Completing the square, we can write this as $\displaystyle -6\left(x-\frac{1}{2}\right)^2+\frac{21}{2}$

The polynomial is usually a quadratic (unless the leading coefficient $2+(-2)^n$ happens to be zero), in which case it has a maximum if and only if the leading coefficient is negative (if it's a ``sad" quadratic), which happens if $n$ is odd. Watch out for the special case though; $2+(-2)^n$ is zero if $n=1$ , in which case the polynomial is a linear function without a maximum.

(ii) $f_1(x)=4x+1$ .

$f_1(f_1(x))=4(4x+1)+1=4^2 x+4+1=16x+5$ .

$f_1(f_1(f_1(x)))=4(4^2x+4+1)+1=4^3x+16+4+1=64x+21$

In general, $f_1(f_1(\cdots f_1(x)\cdots))$ with $f_1$ applied $k$ times is equal to $4^k x+4^{k-1}+4^{k-2}+\dots+4+1$ .

**GIVEN EXERCISE 1:** Render the stretch of rows from the first row through the line containing "(1179, 547)" as a JSON list of strings, one string per line, with blank lines omitted.
The passage above and the rows that come next are independent material.

**GIVEN INFORMATION:**
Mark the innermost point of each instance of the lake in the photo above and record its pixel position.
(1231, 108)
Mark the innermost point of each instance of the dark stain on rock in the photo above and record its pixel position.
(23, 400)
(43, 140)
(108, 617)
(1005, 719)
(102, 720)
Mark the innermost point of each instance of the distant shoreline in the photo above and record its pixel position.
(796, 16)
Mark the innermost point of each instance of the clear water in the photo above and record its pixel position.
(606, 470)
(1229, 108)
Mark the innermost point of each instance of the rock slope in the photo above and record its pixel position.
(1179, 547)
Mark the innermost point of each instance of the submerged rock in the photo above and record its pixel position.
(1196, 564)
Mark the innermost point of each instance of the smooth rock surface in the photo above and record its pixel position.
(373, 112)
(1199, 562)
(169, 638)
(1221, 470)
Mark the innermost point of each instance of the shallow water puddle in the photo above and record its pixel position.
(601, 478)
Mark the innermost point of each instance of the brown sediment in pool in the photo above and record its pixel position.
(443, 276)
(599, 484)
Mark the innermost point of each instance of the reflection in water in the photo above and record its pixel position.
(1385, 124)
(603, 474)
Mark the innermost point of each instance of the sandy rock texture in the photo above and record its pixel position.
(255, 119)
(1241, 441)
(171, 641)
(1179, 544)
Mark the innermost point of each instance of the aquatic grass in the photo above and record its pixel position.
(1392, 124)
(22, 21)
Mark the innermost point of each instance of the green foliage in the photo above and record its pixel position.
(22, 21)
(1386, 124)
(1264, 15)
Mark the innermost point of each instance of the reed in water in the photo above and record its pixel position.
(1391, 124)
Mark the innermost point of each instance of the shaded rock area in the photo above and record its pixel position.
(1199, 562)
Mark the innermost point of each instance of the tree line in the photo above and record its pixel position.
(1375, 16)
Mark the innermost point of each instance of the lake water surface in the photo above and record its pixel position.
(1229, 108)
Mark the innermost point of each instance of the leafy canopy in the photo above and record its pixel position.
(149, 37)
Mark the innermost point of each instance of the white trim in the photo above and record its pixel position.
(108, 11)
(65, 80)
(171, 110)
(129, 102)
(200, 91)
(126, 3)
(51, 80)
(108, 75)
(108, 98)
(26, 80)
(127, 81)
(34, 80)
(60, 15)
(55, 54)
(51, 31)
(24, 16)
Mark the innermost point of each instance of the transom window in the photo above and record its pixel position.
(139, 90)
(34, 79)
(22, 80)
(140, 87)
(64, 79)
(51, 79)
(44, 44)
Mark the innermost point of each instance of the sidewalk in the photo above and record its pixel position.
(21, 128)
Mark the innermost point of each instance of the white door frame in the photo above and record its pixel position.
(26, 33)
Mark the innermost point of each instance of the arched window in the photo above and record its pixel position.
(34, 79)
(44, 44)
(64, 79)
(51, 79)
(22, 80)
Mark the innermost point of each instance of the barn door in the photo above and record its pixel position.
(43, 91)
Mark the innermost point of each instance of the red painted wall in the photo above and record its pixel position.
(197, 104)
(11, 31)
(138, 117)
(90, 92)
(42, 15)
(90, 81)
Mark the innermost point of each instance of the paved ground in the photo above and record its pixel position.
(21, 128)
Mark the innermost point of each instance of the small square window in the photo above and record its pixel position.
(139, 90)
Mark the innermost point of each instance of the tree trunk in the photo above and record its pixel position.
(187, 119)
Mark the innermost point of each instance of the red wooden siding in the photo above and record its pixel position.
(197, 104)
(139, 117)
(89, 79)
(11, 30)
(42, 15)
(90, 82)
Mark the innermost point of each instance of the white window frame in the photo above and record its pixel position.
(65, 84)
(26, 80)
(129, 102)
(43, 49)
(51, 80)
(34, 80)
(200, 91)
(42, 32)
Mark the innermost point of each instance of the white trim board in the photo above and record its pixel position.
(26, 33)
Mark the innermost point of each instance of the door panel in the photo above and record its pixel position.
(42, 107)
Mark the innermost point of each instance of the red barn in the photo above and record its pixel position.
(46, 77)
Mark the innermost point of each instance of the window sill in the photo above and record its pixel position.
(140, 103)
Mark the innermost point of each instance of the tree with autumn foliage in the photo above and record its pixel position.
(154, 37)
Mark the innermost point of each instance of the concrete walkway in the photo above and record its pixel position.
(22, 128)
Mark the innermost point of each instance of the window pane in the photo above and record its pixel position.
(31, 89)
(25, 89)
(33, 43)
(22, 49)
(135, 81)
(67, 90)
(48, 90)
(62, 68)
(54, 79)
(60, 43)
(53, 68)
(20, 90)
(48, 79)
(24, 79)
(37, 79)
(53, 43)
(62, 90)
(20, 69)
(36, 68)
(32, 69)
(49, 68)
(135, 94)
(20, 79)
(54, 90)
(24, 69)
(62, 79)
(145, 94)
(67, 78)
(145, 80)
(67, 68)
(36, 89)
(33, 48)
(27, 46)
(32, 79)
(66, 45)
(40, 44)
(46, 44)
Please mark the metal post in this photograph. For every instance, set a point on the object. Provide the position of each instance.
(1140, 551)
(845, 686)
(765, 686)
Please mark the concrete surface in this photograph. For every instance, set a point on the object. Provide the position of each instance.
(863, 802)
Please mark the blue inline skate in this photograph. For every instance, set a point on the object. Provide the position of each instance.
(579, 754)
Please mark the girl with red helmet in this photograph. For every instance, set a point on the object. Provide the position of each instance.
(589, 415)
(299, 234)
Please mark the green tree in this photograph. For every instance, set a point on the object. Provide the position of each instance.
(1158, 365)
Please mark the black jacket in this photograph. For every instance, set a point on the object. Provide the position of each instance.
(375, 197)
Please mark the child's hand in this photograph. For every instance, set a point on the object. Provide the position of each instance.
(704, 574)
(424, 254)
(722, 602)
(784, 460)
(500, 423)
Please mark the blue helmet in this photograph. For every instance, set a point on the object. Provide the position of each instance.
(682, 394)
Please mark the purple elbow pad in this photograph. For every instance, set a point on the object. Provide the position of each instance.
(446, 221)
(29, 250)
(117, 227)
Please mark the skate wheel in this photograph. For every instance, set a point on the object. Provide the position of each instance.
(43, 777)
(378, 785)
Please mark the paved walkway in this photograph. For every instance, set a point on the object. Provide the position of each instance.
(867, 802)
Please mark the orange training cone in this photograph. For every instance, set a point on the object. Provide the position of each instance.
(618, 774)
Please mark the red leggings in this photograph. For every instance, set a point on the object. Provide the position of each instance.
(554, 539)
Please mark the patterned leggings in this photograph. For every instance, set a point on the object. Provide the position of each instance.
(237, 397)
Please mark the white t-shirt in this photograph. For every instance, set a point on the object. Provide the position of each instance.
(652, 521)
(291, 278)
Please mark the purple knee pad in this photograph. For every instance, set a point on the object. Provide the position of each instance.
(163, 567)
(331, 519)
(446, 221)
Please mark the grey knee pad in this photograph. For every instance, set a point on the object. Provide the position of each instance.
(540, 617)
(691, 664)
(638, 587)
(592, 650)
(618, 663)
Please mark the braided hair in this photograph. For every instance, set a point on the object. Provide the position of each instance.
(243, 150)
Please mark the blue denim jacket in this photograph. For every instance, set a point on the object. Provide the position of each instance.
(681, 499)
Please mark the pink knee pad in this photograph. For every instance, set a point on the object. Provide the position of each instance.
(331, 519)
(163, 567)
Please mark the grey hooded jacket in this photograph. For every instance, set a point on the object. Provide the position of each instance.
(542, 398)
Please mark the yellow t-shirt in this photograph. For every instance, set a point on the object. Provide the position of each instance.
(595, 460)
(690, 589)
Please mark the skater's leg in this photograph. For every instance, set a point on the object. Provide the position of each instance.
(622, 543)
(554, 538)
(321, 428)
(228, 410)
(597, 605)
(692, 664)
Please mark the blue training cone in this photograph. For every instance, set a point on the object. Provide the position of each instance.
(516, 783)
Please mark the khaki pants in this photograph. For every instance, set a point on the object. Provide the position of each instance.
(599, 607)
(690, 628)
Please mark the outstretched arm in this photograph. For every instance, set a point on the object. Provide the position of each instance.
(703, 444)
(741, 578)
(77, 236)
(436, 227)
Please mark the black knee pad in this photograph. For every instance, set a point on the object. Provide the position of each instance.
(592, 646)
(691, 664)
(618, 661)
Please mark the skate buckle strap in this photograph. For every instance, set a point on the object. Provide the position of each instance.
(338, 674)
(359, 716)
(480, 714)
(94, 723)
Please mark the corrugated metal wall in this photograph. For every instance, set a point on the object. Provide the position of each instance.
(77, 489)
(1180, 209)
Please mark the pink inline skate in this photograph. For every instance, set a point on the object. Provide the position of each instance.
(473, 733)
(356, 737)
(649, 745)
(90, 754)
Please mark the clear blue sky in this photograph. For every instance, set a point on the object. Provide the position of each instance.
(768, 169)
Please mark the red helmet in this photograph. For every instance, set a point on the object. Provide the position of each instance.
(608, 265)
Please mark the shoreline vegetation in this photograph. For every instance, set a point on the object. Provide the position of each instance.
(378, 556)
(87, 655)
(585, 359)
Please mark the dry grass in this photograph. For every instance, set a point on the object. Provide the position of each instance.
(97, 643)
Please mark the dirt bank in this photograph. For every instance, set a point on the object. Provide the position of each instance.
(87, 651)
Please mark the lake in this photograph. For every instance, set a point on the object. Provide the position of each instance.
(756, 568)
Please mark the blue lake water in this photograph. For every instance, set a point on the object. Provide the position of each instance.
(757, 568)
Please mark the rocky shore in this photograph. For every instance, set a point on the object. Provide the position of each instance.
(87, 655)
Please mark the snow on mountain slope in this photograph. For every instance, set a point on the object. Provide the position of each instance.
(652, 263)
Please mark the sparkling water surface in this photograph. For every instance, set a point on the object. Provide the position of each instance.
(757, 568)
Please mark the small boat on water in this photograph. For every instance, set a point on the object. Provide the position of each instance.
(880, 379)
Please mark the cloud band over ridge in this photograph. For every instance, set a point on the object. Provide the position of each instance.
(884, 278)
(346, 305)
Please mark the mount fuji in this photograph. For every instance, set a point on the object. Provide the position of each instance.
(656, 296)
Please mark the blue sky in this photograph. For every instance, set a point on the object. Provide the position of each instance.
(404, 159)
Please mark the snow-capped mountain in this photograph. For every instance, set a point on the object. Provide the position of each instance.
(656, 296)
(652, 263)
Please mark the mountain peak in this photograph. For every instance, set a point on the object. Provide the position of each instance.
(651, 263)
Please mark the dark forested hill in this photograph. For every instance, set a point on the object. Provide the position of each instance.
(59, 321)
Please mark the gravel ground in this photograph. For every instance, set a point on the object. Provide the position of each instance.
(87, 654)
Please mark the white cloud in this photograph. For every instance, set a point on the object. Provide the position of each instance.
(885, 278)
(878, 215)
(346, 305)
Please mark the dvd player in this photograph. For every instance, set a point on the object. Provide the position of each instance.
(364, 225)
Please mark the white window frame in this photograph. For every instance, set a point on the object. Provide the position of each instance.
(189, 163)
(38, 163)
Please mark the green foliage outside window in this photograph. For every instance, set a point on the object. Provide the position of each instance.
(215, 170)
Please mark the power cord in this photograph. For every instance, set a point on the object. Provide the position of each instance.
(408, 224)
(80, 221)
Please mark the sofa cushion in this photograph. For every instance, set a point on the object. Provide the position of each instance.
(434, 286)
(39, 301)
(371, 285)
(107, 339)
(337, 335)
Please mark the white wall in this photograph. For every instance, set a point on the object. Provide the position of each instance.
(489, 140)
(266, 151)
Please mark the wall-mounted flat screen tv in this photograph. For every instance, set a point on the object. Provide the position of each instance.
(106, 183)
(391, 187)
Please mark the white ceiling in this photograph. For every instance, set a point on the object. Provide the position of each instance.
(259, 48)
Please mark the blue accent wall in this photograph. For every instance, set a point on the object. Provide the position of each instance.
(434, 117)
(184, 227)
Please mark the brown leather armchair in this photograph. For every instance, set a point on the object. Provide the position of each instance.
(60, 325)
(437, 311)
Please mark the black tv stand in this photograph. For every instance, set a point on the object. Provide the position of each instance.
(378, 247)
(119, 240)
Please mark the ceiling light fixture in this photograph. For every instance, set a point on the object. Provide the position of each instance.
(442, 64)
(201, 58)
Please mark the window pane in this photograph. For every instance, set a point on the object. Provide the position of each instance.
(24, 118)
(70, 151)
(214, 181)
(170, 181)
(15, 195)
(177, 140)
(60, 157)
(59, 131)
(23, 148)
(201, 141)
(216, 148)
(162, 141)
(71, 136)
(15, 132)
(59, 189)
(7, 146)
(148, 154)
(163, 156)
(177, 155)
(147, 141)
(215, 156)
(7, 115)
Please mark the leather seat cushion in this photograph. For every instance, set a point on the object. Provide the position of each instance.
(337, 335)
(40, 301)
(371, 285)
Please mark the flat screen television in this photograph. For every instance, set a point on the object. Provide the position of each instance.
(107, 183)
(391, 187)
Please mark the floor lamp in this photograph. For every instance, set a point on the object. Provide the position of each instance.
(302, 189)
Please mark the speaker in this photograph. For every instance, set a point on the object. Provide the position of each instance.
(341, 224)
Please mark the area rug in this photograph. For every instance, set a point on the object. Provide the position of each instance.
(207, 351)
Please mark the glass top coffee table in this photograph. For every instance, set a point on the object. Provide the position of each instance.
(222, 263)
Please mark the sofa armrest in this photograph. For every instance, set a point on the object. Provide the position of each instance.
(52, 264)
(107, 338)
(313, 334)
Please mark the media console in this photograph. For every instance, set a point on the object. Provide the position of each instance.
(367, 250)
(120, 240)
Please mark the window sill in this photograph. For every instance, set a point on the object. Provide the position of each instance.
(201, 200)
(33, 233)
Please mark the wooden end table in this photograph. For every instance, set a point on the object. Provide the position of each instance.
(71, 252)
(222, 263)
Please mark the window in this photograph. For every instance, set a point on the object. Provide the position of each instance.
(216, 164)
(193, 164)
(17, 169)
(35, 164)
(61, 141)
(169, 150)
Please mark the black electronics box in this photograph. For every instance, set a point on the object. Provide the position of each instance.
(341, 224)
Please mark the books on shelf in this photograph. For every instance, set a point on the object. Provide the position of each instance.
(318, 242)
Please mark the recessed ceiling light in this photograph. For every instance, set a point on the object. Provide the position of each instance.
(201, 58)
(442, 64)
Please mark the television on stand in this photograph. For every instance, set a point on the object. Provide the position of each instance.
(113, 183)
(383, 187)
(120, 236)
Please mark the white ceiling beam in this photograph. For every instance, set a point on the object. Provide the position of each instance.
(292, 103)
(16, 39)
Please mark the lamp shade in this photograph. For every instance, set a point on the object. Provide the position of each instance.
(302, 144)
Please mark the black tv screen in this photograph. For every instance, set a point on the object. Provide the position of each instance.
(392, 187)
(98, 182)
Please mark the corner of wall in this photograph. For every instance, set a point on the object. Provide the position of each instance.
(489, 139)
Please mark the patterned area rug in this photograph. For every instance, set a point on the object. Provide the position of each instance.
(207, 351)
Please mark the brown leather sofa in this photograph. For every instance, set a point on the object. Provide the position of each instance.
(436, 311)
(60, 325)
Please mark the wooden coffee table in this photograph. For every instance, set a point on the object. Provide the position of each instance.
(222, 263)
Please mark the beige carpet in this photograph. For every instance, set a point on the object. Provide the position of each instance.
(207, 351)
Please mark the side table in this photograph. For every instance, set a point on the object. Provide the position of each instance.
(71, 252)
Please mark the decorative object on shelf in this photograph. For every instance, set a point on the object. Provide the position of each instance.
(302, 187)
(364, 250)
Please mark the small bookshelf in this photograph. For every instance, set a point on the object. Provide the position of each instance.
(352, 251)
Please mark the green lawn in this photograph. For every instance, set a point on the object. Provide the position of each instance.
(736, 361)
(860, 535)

**GIVEN EXERCISE 2:** Translate this sentence from the polynomial passage into French: "Watch out for the special case though; $2+(-2)^n$ is zero if $n=1$ , in which case the polynomial is a linear function without a maximum."

**RIGHT ANSWER 1:**
[
  "Mark the innermost point of each instance of the lake in the photo above and record its pixel position.",
  "(1231, 108)",
  "Mark the innermost point of each instance of the dark stain on rock in the photo above and record its pixel position.",
  "(23, 400)",
  "(43, 140)",
  "(108, 617)",
  "(1005, 719)",
  "(102, 720)",
  "Mark the innermost point of each instance of the distant shoreline in the photo above and record its pixel position.",
  "(796, 16)",
  "Mark the innermost point of each instance of the clear water in the photo above and record its pixel position.",
  "(606, 470)",
  "(1229, 108)",
  "Mark the innermost point of each instance of the rock slope in the photo above and record its pixel position.",
  "(1179, 547)"
]

**RIGHT ANSWER 2:** Attention toutefois au cas particulier : $2+(-2)^n$ est nul si $n=1$, auquel cas le polynôme est une fonction linéaire sans maximum.